**Verwendete Daten**
# # # # #
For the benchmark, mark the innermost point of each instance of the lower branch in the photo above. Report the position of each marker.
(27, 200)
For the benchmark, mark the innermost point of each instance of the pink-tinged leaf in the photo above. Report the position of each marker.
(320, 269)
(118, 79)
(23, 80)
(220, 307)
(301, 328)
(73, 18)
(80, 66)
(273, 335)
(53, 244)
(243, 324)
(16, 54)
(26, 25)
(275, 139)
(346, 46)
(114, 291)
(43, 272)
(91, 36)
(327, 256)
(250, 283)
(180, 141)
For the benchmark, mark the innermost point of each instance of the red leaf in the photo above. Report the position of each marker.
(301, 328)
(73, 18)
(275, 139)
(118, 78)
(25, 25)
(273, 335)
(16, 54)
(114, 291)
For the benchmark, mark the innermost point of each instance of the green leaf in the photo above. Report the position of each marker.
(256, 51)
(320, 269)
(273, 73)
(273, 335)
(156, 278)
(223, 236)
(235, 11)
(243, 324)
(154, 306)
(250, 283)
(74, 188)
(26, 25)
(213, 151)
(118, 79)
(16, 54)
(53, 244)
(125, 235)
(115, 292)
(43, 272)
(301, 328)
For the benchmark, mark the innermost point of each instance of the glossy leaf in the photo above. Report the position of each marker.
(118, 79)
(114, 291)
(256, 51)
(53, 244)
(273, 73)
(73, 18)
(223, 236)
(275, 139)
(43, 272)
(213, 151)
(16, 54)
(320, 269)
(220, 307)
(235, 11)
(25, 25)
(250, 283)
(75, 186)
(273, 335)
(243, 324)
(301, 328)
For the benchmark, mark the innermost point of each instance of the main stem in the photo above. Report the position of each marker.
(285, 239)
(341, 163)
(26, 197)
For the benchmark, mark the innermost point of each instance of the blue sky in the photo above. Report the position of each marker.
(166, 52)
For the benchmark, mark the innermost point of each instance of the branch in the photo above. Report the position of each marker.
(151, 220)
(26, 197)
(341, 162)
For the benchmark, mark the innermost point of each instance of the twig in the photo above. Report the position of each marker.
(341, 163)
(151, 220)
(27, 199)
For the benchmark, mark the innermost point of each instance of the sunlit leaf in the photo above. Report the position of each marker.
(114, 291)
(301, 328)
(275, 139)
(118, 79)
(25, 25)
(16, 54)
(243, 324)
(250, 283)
# # # # #
**Zu lösende Aufgabe**
Kannst du sämtliche Einträge oben Wort für Wort und vollständig wiedergeben?

**Antwort folgt**
For the benchmark, mark the innermost point of each instance of the lower branch in the photo above. Report the position of each marker.
(27, 200)
For the benchmark, mark the innermost point of each instance of the pink-tinged leaf in the photo above. Report the position of each marker.
(320, 269)
(118, 79)
(23, 80)
(220, 307)
(301, 328)
(73, 18)
(80, 66)
(273, 335)
(53, 244)
(243, 324)
(16, 54)
(26, 25)
(275, 139)
(346, 46)
(114, 291)
(43, 272)
(91, 36)
(327, 256)
(250, 283)
(180, 141)
For the benchmark, mark the innermost point of each instance of the red leaf in the photo above. Report the position of each marker.
(301, 328)
(73, 18)
(275, 139)
(118, 78)
(25, 25)
(273, 335)
(16, 54)
(114, 291)
For the benchmark, mark the innermost point of each instance of the green leaf in the photo above. Report the position of each marker.
(256, 51)
(320, 269)
(273, 73)
(273, 335)
(156, 278)
(223, 236)
(235, 11)
(243, 324)
(154, 306)
(250, 283)
(74, 188)
(26, 25)
(213, 151)
(118, 79)
(16, 54)
(53, 244)
(125, 235)
(115, 292)
(43, 272)
(301, 328)
For the benchmark, mark the innermost point of each instance of the glossy leaf in the photo above. Report the position of each marker.
(118, 79)
(114, 291)
(256, 51)
(53, 244)
(273, 73)
(73, 18)
(223, 236)
(275, 139)
(43, 272)
(213, 151)
(16, 54)
(320, 269)
(220, 307)
(235, 11)
(25, 25)
(250, 283)
(75, 186)
(273, 335)
(243, 324)
(301, 328)
For the benchmark, mark the innermost point of each instance of the main stem in the photo above. Report the position of each marker.
(285, 239)
(341, 163)
(26, 197)
For the benchmark, mark the innermost point of each instance of the blue sky in the photo above. Report the position of each marker.
(166, 52)
For the benchmark, mark the innermost point of each instance of the branch in the photo above. Report the position of each marker.
(151, 220)
(26, 197)
(341, 162)
For the benchmark, mark the innermost point of each instance of the twig in the photo above. Report the position of each marker.
(341, 163)
(151, 220)
(27, 199)
For the benchmark, mark the innermost point of each instance of the sunlit leaf in the photo above. Report the position of each marker.
(114, 291)
(301, 328)
(275, 139)
(118, 79)
(25, 25)
(16, 54)
(243, 324)
(250, 283)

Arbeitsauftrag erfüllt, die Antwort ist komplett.